**WHAT IS ASKED**. Leave out every picture and restate word for word the lines from the one with "Return one point for each instance of the dry" to the final line.

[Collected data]
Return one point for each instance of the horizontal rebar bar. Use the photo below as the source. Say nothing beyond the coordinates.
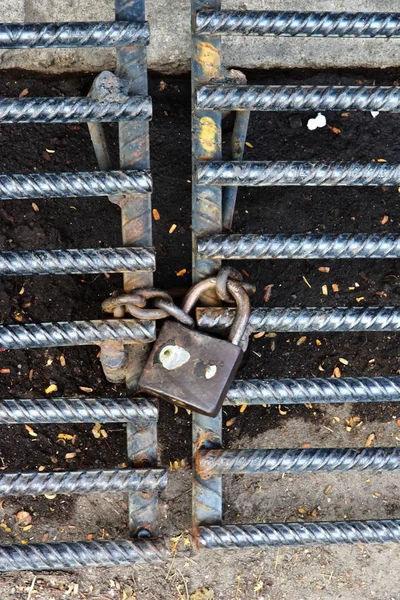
(73, 35)
(139, 411)
(298, 97)
(72, 555)
(82, 482)
(66, 185)
(75, 333)
(300, 534)
(308, 173)
(298, 24)
(300, 246)
(59, 262)
(315, 391)
(221, 462)
(372, 318)
(73, 110)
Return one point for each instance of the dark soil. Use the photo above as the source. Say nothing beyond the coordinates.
(68, 223)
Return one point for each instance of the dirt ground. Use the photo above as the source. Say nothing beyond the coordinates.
(348, 573)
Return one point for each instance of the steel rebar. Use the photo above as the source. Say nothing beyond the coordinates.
(73, 110)
(66, 185)
(314, 391)
(300, 246)
(139, 411)
(299, 97)
(300, 534)
(72, 35)
(82, 482)
(72, 555)
(75, 333)
(357, 318)
(298, 24)
(233, 462)
(58, 262)
(307, 173)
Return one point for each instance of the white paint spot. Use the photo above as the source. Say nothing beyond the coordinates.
(173, 357)
(210, 371)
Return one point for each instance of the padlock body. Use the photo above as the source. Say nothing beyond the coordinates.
(190, 368)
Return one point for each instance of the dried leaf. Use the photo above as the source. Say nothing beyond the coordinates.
(23, 518)
(52, 388)
(370, 440)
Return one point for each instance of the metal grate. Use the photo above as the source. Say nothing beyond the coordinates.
(216, 90)
(123, 98)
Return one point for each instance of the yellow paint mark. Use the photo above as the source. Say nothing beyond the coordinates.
(208, 136)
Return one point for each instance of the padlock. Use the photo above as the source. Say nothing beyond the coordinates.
(191, 368)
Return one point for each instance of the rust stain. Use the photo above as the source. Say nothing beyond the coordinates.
(208, 137)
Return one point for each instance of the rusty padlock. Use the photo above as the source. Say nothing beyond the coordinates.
(194, 369)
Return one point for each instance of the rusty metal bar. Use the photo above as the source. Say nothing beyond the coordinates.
(67, 185)
(78, 410)
(293, 460)
(88, 260)
(307, 173)
(73, 110)
(97, 481)
(75, 333)
(300, 246)
(314, 391)
(273, 535)
(298, 24)
(75, 555)
(72, 35)
(299, 97)
(206, 220)
(356, 318)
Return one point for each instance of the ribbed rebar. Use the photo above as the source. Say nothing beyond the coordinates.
(66, 185)
(298, 24)
(315, 391)
(300, 534)
(372, 318)
(297, 460)
(299, 246)
(75, 333)
(298, 97)
(73, 110)
(72, 35)
(307, 173)
(82, 482)
(78, 410)
(59, 262)
(73, 555)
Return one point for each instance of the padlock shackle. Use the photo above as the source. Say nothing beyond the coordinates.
(241, 297)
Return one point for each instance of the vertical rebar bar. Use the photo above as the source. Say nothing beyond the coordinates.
(136, 231)
(206, 218)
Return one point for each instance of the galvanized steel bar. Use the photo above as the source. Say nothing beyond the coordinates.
(97, 481)
(300, 246)
(73, 110)
(72, 35)
(314, 391)
(78, 410)
(307, 173)
(206, 220)
(273, 535)
(357, 318)
(75, 333)
(299, 97)
(308, 460)
(66, 185)
(75, 555)
(298, 24)
(88, 260)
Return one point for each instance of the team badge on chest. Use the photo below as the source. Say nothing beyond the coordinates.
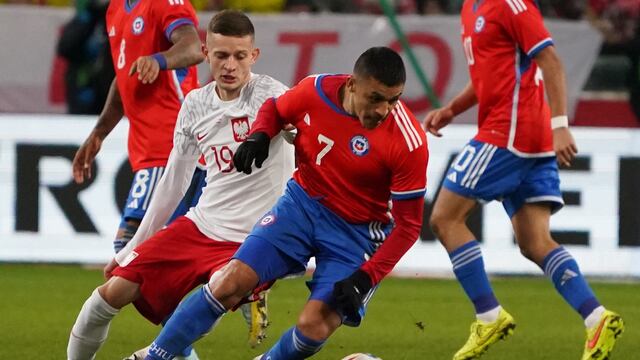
(240, 128)
(480, 23)
(138, 25)
(359, 145)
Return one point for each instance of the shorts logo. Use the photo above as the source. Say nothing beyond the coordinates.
(359, 145)
(240, 129)
(267, 220)
(480, 22)
(138, 25)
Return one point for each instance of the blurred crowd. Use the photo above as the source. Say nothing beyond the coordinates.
(618, 68)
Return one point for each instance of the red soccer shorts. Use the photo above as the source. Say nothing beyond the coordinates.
(172, 263)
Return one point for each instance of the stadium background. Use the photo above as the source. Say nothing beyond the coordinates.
(45, 218)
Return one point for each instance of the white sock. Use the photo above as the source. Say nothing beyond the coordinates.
(91, 328)
(593, 319)
(489, 316)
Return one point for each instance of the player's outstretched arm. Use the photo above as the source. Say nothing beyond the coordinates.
(554, 79)
(185, 51)
(111, 114)
(439, 118)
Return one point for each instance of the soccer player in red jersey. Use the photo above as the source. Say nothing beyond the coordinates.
(513, 159)
(357, 147)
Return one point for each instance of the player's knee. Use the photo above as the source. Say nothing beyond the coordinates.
(125, 234)
(230, 284)
(118, 292)
(438, 223)
(314, 326)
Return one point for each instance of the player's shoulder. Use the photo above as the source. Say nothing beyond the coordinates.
(515, 7)
(406, 129)
(265, 84)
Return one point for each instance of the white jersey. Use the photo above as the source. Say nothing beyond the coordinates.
(232, 201)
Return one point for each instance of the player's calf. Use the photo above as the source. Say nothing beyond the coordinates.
(91, 327)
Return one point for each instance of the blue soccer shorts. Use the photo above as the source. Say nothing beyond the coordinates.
(142, 189)
(299, 227)
(486, 172)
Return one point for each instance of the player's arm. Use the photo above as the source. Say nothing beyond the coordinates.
(111, 114)
(185, 51)
(172, 186)
(272, 117)
(439, 118)
(555, 84)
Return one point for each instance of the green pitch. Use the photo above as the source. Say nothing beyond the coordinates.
(407, 319)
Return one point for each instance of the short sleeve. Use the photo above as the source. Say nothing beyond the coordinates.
(410, 156)
(291, 103)
(184, 143)
(174, 13)
(523, 21)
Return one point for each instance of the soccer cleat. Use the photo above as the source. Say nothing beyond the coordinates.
(602, 338)
(484, 335)
(142, 353)
(255, 314)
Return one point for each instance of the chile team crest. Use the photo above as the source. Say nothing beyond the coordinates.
(240, 128)
(138, 25)
(359, 145)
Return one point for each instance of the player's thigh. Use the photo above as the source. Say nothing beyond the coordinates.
(483, 172)
(540, 185)
(170, 264)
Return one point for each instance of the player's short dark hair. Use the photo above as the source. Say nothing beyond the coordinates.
(383, 64)
(231, 23)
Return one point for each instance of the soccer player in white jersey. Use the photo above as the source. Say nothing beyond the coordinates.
(158, 267)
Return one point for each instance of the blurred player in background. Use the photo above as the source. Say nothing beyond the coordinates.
(155, 274)
(154, 47)
(357, 147)
(514, 159)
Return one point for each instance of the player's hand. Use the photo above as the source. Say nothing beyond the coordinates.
(350, 292)
(147, 68)
(256, 147)
(108, 269)
(83, 160)
(564, 146)
(437, 119)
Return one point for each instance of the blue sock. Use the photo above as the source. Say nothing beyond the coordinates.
(293, 346)
(194, 317)
(563, 270)
(187, 351)
(469, 269)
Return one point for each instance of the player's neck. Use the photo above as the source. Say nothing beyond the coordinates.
(226, 95)
(345, 100)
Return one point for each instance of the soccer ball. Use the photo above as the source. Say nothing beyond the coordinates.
(361, 356)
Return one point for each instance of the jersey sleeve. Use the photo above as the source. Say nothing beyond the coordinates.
(174, 13)
(409, 157)
(523, 21)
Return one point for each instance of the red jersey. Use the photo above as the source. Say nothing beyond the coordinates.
(500, 40)
(352, 170)
(143, 29)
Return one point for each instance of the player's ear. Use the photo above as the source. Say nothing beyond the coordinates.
(255, 54)
(351, 84)
(205, 51)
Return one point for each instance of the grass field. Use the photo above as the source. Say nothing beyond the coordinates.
(407, 319)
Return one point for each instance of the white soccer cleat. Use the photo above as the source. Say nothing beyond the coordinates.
(142, 353)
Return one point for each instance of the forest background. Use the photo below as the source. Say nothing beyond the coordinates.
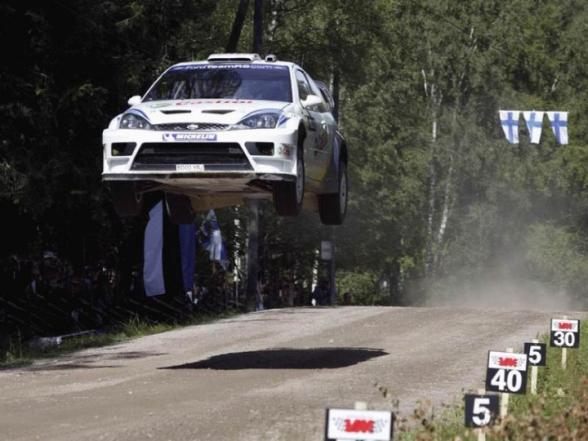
(442, 208)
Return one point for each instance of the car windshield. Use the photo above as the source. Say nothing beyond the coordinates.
(234, 81)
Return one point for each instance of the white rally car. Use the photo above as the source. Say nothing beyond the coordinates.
(213, 133)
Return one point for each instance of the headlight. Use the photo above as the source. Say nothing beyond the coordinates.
(132, 121)
(261, 119)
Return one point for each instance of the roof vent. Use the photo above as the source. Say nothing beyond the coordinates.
(234, 57)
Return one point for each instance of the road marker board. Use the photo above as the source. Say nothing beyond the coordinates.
(564, 333)
(354, 425)
(481, 410)
(506, 372)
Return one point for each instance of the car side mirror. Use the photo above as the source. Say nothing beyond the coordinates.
(311, 100)
(134, 100)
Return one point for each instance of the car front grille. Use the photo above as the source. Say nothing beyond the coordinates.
(215, 156)
(191, 127)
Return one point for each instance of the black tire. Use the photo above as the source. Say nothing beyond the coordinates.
(333, 206)
(288, 196)
(125, 199)
(179, 208)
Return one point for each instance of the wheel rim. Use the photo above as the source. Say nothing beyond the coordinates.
(299, 180)
(343, 193)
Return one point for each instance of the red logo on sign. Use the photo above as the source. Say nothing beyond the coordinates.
(356, 426)
(507, 362)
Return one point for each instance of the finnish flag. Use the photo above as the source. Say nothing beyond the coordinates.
(559, 125)
(510, 124)
(534, 125)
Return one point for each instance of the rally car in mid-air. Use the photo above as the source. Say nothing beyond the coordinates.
(214, 133)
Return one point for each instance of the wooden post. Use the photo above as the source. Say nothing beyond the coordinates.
(564, 353)
(504, 397)
(534, 375)
(481, 432)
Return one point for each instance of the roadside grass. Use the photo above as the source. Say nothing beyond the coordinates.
(559, 411)
(20, 353)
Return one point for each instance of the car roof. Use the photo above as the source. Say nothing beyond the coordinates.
(238, 62)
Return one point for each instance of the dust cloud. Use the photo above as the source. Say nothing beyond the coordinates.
(500, 291)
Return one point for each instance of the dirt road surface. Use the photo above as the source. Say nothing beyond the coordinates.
(261, 376)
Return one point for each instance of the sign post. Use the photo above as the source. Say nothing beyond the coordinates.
(536, 356)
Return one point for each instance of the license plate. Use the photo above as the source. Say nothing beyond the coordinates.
(189, 167)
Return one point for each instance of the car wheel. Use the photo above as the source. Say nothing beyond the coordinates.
(333, 206)
(288, 196)
(125, 198)
(179, 208)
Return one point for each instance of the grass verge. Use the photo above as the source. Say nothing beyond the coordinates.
(20, 353)
(559, 411)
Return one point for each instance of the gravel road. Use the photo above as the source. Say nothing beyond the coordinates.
(261, 376)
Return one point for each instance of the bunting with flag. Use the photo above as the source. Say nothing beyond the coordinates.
(509, 119)
(559, 125)
(534, 122)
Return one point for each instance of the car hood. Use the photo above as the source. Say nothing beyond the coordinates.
(203, 111)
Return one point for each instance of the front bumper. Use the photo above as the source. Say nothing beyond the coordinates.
(178, 156)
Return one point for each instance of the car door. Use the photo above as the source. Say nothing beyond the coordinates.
(315, 130)
(328, 122)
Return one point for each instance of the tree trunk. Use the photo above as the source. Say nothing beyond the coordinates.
(336, 92)
(237, 26)
(258, 27)
(252, 252)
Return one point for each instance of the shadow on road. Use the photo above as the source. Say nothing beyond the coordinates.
(284, 358)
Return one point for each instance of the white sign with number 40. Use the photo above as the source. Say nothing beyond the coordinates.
(507, 372)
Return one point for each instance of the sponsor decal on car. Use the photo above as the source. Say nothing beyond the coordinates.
(191, 102)
(229, 66)
(179, 137)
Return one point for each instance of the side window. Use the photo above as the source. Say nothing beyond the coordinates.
(325, 94)
(303, 86)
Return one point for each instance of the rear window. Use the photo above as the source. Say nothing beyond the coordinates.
(228, 81)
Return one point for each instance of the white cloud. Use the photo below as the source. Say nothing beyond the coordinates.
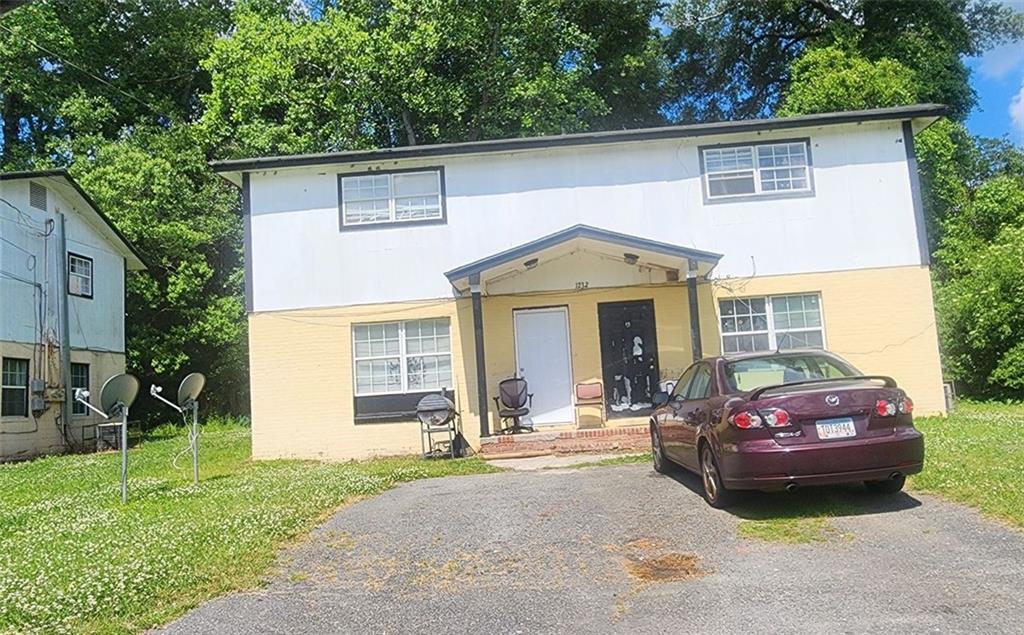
(1001, 60)
(1017, 111)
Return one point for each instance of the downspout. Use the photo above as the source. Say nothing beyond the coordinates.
(62, 301)
(694, 308)
(481, 368)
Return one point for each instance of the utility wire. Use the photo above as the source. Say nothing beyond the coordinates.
(80, 69)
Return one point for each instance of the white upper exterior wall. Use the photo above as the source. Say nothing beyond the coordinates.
(861, 215)
(96, 324)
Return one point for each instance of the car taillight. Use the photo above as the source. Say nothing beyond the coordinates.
(885, 408)
(745, 420)
(775, 417)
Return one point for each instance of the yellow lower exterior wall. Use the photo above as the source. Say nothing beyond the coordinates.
(25, 437)
(882, 321)
(301, 361)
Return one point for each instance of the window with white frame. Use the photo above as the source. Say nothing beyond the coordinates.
(14, 387)
(79, 379)
(772, 323)
(397, 197)
(401, 356)
(79, 276)
(757, 169)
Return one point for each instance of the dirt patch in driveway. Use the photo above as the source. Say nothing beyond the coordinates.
(668, 567)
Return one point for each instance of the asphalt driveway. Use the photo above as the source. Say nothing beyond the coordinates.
(621, 549)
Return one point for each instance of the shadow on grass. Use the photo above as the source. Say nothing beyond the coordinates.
(804, 515)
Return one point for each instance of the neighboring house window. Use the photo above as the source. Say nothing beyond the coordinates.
(761, 169)
(401, 356)
(80, 276)
(396, 197)
(14, 387)
(771, 323)
(79, 379)
(37, 196)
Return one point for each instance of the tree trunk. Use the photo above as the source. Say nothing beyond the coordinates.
(407, 120)
(10, 113)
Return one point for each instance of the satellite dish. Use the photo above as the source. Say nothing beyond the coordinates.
(190, 386)
(118, 389)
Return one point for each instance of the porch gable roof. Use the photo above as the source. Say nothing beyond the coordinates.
(470, 273)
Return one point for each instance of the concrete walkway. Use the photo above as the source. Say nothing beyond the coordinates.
(529, 464)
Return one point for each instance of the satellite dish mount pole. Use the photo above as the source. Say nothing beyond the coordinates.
(193, 405)
(124, 452)
(82, 396)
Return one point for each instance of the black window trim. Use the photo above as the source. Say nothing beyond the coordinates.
(88, 381)
(399, 223)
(92, 279)
(28, 380)
(709, 200)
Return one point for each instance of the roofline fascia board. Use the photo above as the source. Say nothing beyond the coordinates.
(64, 174)
(573, 233)
(585, 138)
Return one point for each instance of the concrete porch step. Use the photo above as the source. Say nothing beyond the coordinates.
(566, 441)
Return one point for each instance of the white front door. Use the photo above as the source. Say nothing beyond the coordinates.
(542, 352)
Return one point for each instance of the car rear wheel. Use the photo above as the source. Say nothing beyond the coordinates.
(889, 485)
(714, 492)
(662, 464)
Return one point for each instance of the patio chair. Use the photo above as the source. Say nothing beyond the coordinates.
(513, 403)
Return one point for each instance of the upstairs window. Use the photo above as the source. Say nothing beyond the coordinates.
(774, 323)
(80, 276)
(392, 198)
(38, 196)
(757, 169)
(79, 379)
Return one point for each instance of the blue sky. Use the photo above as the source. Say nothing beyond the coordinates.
(997, 77)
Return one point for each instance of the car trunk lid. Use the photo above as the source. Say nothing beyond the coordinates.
(830, 414)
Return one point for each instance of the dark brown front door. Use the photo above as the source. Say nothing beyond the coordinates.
(629, 356)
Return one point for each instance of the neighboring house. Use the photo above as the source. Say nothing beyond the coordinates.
(612, 257)
(62, 268)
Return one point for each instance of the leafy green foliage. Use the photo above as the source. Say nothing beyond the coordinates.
(981, 305)
(731, 58)
(186, 311)
(145, 53)
(976, 457)
(364, 76)
(74, 559)
(830, 79)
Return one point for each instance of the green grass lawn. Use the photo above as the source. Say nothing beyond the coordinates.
(974, 456)
(73, 558)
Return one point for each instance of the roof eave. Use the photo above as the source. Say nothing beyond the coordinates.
(230, 168)
(136, 262)
(578, 231)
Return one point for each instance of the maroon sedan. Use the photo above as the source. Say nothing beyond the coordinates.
(774, 421)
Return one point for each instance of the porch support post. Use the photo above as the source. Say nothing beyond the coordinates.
(691, 294)
(481, 369)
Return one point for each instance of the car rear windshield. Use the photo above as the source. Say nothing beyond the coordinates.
(744, 375)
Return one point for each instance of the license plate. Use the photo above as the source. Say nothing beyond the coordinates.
(836, 428)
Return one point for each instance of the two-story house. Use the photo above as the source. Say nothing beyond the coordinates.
(62, 269)
(611, 258)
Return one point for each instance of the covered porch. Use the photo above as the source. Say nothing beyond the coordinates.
(595, 322)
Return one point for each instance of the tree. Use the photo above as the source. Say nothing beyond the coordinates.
(371, 75)
(134, 60)
(731, 58)
(186, 312)
(825, 80)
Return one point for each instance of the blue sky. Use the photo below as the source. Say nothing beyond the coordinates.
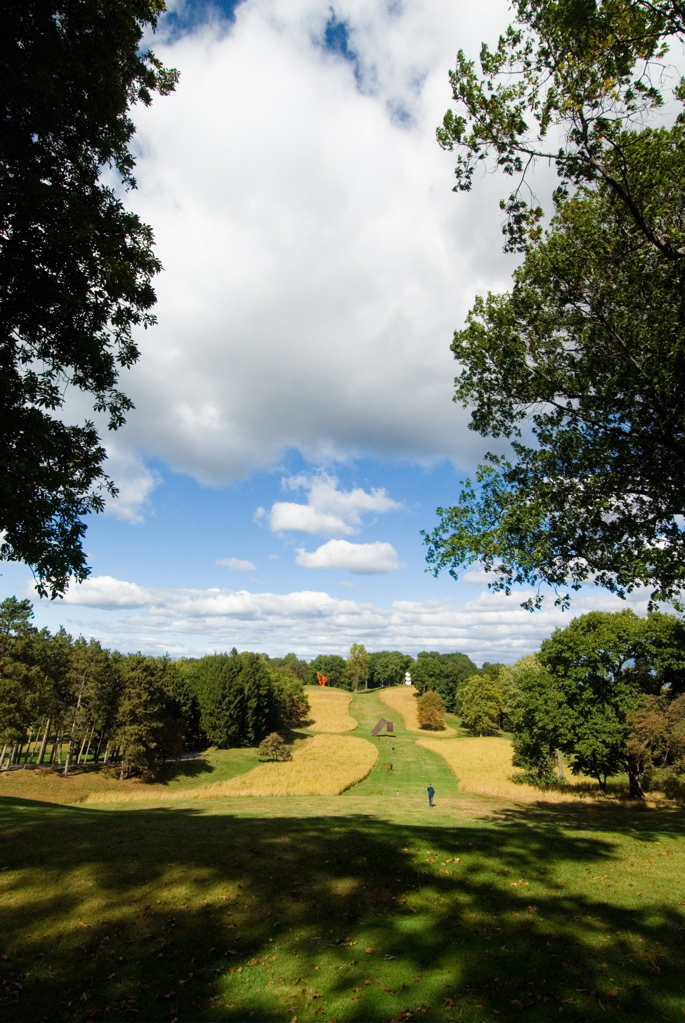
(293, 429)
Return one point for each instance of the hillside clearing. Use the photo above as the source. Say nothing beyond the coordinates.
(403, 701)
(483, 767)
(324, 765)
(329, 709)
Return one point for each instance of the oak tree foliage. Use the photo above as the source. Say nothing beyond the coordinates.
(76, 266)
(581, 366)
(430, 711)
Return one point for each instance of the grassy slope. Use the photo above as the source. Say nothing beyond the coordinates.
(354, 907)
(214, 765)
(287, 907)
(413, 768)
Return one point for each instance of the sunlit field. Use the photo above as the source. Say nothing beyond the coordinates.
(329, 709)
(403, 701)
(483, 767)
(184, 900)
(324, 765)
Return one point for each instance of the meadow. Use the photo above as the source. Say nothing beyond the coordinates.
(328, 709)
(368, 905)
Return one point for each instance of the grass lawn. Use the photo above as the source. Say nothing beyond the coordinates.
(363, 906)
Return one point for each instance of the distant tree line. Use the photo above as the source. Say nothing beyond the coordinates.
(66, 702)
(606, 695)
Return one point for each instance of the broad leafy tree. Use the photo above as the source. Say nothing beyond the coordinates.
(357, 666)
(586, 354)
(387, 667)
(481, 703)
(442, 673)
(430, 711)
(76, 267)
(330, 665)
(588, 679)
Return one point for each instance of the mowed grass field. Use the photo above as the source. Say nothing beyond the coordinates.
(369, 905)
(484, 768)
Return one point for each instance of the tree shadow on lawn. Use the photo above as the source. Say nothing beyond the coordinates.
(178, 914)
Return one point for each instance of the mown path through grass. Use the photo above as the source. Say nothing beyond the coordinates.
(347, 909)
(413, 767)
(366, 906)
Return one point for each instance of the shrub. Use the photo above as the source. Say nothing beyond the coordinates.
(273, 748)
(430, 711)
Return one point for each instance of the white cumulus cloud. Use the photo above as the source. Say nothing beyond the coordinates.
(491, 627)
(315, 269)
(134, 481)
(237, 564)
(363, 559)
(328, 512)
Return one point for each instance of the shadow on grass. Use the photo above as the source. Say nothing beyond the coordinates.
(177, 914)
(173, 769)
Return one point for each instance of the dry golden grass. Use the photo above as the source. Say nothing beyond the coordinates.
(329, 709)
(483, 767)
(50, 787)
(324, 765)
(402, 700)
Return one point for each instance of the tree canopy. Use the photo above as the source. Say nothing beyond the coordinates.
(579, 694)
(586, 353)
(76, 267)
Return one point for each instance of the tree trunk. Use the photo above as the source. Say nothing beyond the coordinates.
(27, 756)
(635, 773)
(96, 755)
(83, 746)
(41, 752)
(90, 739)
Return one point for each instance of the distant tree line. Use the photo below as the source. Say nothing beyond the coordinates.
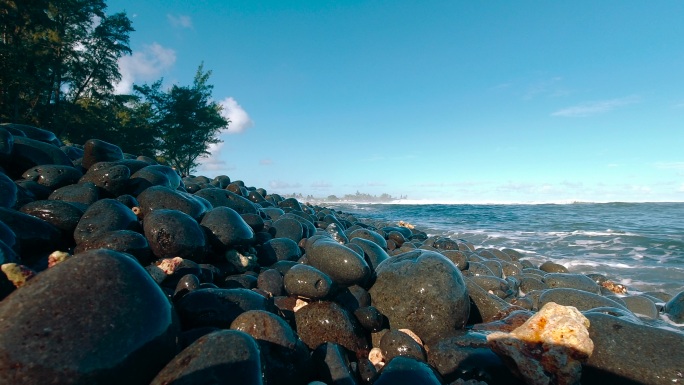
(59, 69)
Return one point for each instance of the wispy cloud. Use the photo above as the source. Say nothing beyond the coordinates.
(144, 65)
(594, 108)
(239, 118)
(282, 185)
(179, 21)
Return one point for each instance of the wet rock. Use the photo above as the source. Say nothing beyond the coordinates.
(172, 233)
(226, 198)
(111, 180)
(396, 343)
(641, 305)
(103, 216)
(217, 307)
(161, 197)
(374, 254)
(84, 193)
(466, 356)
(63, 215)
(422, 291)
(278, 249)
(572, 281)
(35, 237)
(8, 191)
(95, 150)
(125, 241)
(550, 347)
(227, 228)
(341, 264)
(552, 267)
(53, 176)
(308, 282)
(625, 352)
(130, 335)
(404, 370)
(222, 357)
(369, 235)
(320, 322)
(674, 308)
(582, 300)
(332, 365)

**REPLY TO THE EXERCISE**.
Return one point for each instance of the dry golden grass. Use the photo above as the source. Say nothing beyond the coordinates.
(329, 709)
(483, 767)
(50, 787)
(324, 765)
(402, 700)
Return one point for each instance of the tree canopy. Use the photo above as the source. Say nothing beyond the coordinates.
(579, 694)
(586, 353)
(76, 267)
Return one point for each instance of the tree trunk. Use the photo above as the source. Say nothing beyond the coordinates.
(27, 756)
(635, 773)
(96, 755)
(83, 746)
(41, 752)
(90, 739)
Return one point for each instance of the distant tree line. Use the photo below as the source. Say nothing beyond the coordinates.
(59, 69)
Return one point for each instance of the wispy cloud. Use the photo above as the source. Say nothing beyond the coordinates.
(144, 65)
(594, 108)
(239, 118)
(282, 185)
(179, 21)
Return one point for each instance of the wet rock. Use the photo above as the source. Say nothing beyond the coordinates.
(172, 233)
(226, 198)
(111, 180)
(396, 343)
(641, 305)
(103, 216)
(217, 307)
(161, 197)
(374, 254)
(84, 193)
(466, 356)
(63, 215)
(422, 291)
(278, 249)
(572, 281)
(35, 237)
(8, 191)
(95, 150)
(125, 241)
(550, 347)
(227, 228)
(341, 264)
(552, 267)
(53, 176)
(308, 282)
(625, 352)
(130, 335)
(404, 370)
(222, 357)
(369, 235)
(320, 322)
(674, 308)
(582, 300)
(332, 365)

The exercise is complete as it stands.